--- Records for processing ---

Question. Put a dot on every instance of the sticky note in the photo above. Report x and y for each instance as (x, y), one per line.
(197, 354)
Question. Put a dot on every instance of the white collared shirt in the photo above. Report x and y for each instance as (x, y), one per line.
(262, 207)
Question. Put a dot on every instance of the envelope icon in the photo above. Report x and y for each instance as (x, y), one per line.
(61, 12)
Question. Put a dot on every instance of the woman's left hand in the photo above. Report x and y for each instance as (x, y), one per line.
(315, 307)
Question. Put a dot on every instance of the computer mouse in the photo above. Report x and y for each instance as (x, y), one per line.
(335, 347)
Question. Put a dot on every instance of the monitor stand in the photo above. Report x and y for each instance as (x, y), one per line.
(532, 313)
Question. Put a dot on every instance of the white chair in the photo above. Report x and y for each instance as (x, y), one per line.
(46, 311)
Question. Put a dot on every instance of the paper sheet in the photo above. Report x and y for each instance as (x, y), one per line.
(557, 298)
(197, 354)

--- Problem requirements ---
Lines from the one with "Question. Put a dot on every instance of the paper" through the final line of the listing above should be duplicated word for word, and nothing else included.

--- Exercise output ---
Question. Put a dot on every instance of the paper sheet in the photo above. Report x and y for each instance as (x, y), one per line.
(557, 298)
(197, 354)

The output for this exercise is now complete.